Texto fornecido:
Com o advento do capitalismo essas intolerâncias assumem novos contornos. A burguesia necessitava romper com os valores culturais que vigorou por toda a idade média, e mesmo antes. Para isso era preciso não somente agir com dureza contra a nobreza decadente, mas também contra a instituição religiosa que determinava regras que a impediam de consolidar o seu poder dominante, naquele momento em ascensão. Por isso a divisão que surgiu no cristianismo foi um fator importante para a consolidação de novos preceitos dogmáticos.

O Estado capitalista assumiu a condução não somente das questões econômicas, mas também dos novos valores baseados, pelo menos em teoria, na liberdade, igualdade e fraternidade. Teoricamente também, os credos religiosos deveriam se submeter a esse novo poder estatal e a uma carta constitucional que deveria ser laica, a fim de garantir os preceitos democráticos, que deveria atender a todos indistintamente.

Na prática as coisas não aconteceram assim. Por trás das leis permaneciam resquícios de hábitos que continuavam impregnados naqueles valores milenares, e se ampliavam com uma nova lógica que determinava as diferenças a partir da capacidade do indivíduo de acumular riqueza. Assim, além das mulheres, homossexuais, negros, índios, também os pobres passavam a se constituir em alvos de intolerância, por se deslocarem para aqueles lugares que oferecessem as melhores alternativas de sobrevivência.

geografiaetal.blogspot - imigrantes
Muitas vezes estranhos àqueles ambientes essas pessoas tornavam-se malquistas por representarem ameaças aos indivíduos nascidos no lugar. Os estilos de vida diferentes, a cor da pele, e até mesmo as diferenças religiosas, passaram a definir uma nova lógica maniqueísta, que levou a guerras mundiais, com crimes coletivos aterradores. Mesmo quando as razões principais eram econômicas, as religiões estavam presentes, definindo comportamentos e acirrando ódios, quando em tese deveriam ser o oposto. Apesar das exceções, de quem seguiam preceitos éticos e de tolerância. Esses, se descobertos, seriam igualmente eliminados.

[Linhas extraídas de uma coleção]
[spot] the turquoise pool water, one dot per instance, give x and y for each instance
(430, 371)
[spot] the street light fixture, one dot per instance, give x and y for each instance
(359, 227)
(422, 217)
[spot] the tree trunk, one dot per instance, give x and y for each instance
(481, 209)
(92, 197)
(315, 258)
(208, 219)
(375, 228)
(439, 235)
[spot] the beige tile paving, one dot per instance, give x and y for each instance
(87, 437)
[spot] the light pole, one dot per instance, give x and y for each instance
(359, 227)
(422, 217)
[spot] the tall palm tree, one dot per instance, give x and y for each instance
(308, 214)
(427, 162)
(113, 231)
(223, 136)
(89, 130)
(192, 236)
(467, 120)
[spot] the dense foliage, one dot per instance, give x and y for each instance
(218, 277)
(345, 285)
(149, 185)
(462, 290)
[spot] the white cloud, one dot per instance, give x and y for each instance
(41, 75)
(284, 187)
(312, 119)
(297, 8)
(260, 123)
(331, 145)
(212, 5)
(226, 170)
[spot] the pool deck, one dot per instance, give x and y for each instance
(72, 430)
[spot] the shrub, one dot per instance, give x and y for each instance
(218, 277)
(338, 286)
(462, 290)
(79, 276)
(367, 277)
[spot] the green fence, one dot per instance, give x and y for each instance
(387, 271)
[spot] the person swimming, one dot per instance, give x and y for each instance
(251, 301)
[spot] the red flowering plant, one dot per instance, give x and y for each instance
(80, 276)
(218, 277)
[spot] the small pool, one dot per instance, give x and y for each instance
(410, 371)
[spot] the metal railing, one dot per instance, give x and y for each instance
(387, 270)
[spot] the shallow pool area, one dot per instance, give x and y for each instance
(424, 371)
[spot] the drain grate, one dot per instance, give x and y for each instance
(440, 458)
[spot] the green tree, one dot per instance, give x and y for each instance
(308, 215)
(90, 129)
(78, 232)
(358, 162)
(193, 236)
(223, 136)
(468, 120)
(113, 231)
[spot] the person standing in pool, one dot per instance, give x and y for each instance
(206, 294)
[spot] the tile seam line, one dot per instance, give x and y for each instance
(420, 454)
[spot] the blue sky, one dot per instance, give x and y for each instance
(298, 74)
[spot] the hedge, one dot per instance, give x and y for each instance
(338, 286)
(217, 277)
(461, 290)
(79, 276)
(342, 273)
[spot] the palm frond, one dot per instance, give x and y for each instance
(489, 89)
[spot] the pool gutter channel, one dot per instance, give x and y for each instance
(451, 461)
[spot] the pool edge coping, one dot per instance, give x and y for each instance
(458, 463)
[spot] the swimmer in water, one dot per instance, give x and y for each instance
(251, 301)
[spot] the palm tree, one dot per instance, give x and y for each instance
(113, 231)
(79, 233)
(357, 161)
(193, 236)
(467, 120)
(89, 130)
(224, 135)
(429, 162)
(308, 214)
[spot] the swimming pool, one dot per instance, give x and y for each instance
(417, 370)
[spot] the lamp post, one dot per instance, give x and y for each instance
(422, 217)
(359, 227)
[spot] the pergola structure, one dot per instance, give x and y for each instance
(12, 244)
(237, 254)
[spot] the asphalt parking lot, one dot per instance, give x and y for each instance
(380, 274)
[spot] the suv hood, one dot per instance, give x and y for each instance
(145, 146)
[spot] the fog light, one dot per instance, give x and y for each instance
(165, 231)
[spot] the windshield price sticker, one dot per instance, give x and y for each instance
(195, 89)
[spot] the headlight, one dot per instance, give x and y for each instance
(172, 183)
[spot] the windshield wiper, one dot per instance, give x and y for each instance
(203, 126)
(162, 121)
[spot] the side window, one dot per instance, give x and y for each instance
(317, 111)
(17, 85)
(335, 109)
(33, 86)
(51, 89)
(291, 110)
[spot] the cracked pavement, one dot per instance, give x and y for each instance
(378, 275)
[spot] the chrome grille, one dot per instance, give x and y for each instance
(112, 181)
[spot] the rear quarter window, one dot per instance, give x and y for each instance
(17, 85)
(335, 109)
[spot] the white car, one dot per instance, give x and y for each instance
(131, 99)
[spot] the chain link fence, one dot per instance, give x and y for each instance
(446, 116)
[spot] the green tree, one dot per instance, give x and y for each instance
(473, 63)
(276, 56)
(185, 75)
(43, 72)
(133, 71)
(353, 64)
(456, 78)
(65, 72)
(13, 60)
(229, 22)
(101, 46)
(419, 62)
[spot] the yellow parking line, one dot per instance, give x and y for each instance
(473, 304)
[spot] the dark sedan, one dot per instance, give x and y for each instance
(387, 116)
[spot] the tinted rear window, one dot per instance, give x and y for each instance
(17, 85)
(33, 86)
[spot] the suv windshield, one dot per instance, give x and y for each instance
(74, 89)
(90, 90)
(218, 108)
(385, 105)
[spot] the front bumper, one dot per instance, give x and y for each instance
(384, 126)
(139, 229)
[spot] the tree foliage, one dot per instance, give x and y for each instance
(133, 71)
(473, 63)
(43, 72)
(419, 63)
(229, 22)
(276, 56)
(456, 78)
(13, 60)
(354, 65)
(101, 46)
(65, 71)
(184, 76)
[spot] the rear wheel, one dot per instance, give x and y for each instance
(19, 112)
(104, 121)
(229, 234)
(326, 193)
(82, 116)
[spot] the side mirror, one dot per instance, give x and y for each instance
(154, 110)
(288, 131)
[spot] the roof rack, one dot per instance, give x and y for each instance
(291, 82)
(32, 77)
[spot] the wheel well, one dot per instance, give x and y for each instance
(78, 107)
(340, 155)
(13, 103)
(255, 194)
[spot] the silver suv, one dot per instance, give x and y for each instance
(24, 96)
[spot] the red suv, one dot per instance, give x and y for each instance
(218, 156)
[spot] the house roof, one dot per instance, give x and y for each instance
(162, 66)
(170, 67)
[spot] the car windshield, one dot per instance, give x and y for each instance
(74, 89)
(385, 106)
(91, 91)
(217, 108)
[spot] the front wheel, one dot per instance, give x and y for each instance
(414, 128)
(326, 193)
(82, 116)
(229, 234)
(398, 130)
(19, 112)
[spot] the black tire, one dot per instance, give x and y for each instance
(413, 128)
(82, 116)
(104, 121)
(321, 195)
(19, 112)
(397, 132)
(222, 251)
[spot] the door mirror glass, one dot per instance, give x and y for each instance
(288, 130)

Tarefas a resolver:
- A) Transcreva tudo o que vai de "Na prática as" até "alternativas de sobrevivência." no texto sobre capitalismo e intolerância.
- B) Responda com base no texto sobre capitalismo e intolerância:
(i) Em que valores se baseavam, pelo menos em teoria, os novos valores conduzidos pelo Estado capitalista?
(ii) A partir de quê a nova lógica determinava as diferenças?
(iii) A que levou a nova lógica maniqueísta?

Respostas das tarefas:
- A)
Na prática as coisas não aconteceram assim. Por trás das leis permaneciam resquícios de hábitos que continuavam impregnados naqueles valores milenares, e se ampliavam com uma nova lógica que determinava as diferenças a partir da capacidade do indivíduo de acumular riqueza. Assim, além das mulheres, homossexuais, negros, índios, também os pobres passavam a se constituir em alvos de intolerância, por se deslocarem para aqueles lugares que oferecessem as melhores alternativas de sobrevivência.

- B)
(i) Na liberdade, igualdade e fraternidade.
(ii) A partir da capacidade do indivíduo de acumular riqueza.
(iii) A guerras mundiais, com crimes coletivos aterradores.